5. Los deseos cumplidos de Brillo
Todo parece indicar que, cuatro décadas después de su promesa, Brillo (en la sobria y precisa interpretación de Gerardo Suárez) ha logrado su deseo: en Mi socio 2.0 no es, en efecto, un hombre como Vito. Es más: la película indica que no solo es diferente sino lo contrario: no frecuenta bares ni le hace al trago, no es mujeriego y tampoco tiene prole repartida por el país, es un empresario exitoso, responsable y puntual, es tímido y hasta hostil. El que no ha cambiado es Vito, ahora como antes un borrachín entre agresivo y chistoso, de esos que repiten los mismos malos chistes sobre las mujeres que los quieren y cuidan, y que extraen sus ideas del vivir bien de las circulares epifanías de la farra (pues, mientras farrean, se conmueven con su propia perspicacia). Si esta segunda parte es un cuestión de cumplimiento de deseos, quizá el resultado sea otra ilustración de aquello de que “hay que tener cuidado con lo que se desea”. Porque a pesar de sus reencuentros forzados, actos de justicia retrospectiva y reconciliaciones sacadas de la manga (por ejemplo, la hija descubre que el padre ausente había sido nomás un buen padre), lo que propone la película es lo siguiente: que el sentimentalismo llorón de Vito continúa siendo una coartada cómica del patriarcado nacional y que la única “paternidad alternativa” que la película alcanza a intuir borrosamente es la de Brillo, un hombre viudo, sin hijos, solo y triste. Mi socio 2.0 es una verdadera tragedia, de esas que son las peores porque no saben que lo son. Cuarenta años han pasado y han pasado en vano.

------------------------

• Consigna A
¿Concuerdan con el fragmento sobre Mi socio 2.0 estas tres afirmaciones? Contesta sí o no a cada una y cita, palabra por palabra, lo que en el fragmento lo decide. (i) En Mi socio 2.0, Brillo es un empresario exitoso. (ii) En la segunda parte, Vito ha dejado de beber. (iii) Brillo tiene hijos.
El fragmento y las entradas proceden de fuentes distintas.

------------------------

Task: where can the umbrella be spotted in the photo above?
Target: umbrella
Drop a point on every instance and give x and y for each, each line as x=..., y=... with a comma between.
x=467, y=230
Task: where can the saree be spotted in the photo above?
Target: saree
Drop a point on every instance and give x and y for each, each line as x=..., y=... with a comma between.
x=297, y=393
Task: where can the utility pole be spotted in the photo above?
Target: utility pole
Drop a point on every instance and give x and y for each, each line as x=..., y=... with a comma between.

------------------------

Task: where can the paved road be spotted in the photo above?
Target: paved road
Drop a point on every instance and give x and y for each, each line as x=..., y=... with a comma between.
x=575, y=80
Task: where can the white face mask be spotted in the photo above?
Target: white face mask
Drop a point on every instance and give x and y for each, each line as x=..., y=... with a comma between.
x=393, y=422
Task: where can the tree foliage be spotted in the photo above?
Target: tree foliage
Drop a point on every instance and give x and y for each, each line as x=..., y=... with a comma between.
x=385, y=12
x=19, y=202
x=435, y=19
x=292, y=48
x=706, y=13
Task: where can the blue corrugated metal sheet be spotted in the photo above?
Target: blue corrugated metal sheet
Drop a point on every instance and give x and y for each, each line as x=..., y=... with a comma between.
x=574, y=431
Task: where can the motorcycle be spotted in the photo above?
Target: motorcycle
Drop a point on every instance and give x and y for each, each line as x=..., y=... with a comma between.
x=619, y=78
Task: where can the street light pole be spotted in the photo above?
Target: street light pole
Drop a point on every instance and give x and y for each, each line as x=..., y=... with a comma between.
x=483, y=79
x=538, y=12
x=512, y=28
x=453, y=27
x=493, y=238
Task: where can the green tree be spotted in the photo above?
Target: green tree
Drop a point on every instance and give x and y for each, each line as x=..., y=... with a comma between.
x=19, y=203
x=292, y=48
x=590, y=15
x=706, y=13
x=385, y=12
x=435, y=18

------------------------

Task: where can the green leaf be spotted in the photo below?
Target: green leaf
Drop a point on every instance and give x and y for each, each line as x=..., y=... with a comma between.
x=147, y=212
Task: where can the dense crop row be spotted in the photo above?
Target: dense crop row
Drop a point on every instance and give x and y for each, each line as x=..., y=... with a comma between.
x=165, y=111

------------------------

• Consigna B
Formatea como CSV de dos columnas, "texto" y "respuesta", las entradas que empiezan en la línea que contiene "Task: where can the tree" y terminan en la línea que contiene "x=435, y=18", ambas incluidas. Haz una fila por entrada y pon cada campo entre comillas, con los saltos de línea convertidos en espacios.

• Respuesta final A
(i) Sí: «es un empresario exitoso, responsable y puntual».
(ii) No: «El que no ha cambiado es Vito, ahora como antes un borrachín entre agresivo y chistoso».
(iii) No: «un hombre viudo, sin hijos, solo y triste».

• Respuesta final B
texto,respuesta
"Task: where can the tree foliage be spotted in the photo above? Target: tree foliage Drop a point on every instance and give x and y for each, each line as x=..., y=... with a comma between.","x=385, y=12 x=19, y=202 x=435, y=19 x=292, y=48 x=706, y=13"
"Task: where can the blue corrugated metal sheet be spotted in the photo above? Target: blue corrugated metal sheet Drop a point on every instance and give x and y for each, each line as x=..., y=... with a comma between.","x=574, y=431"
"Task: where can the motorcycle be spotted in the photo above? Target: motorcycle Drop a point on every instance and give x and y for each, each line as x=..., y=... with a comma between.","x=619, y=78"
"Task: where can the street light pole be spotted in the photo above? Target: street light pole Drop a point on every instance and give x and y for each, each line as x=..., y=... with a comma between.","x=483, y=79 x=538, y=12 x=512, y=28 x=453, y=27 x=493, y=238"
"Task: where can the green tree be spotted in the photo above? Target: green tree Drop a point on every instance and give x and y for each, each line as x=..., y=... with a comma between.","x=19, y=203 x=292, y=48 x=590, y=15 x=706, y=13 x=385, y=12 x=435, y=18"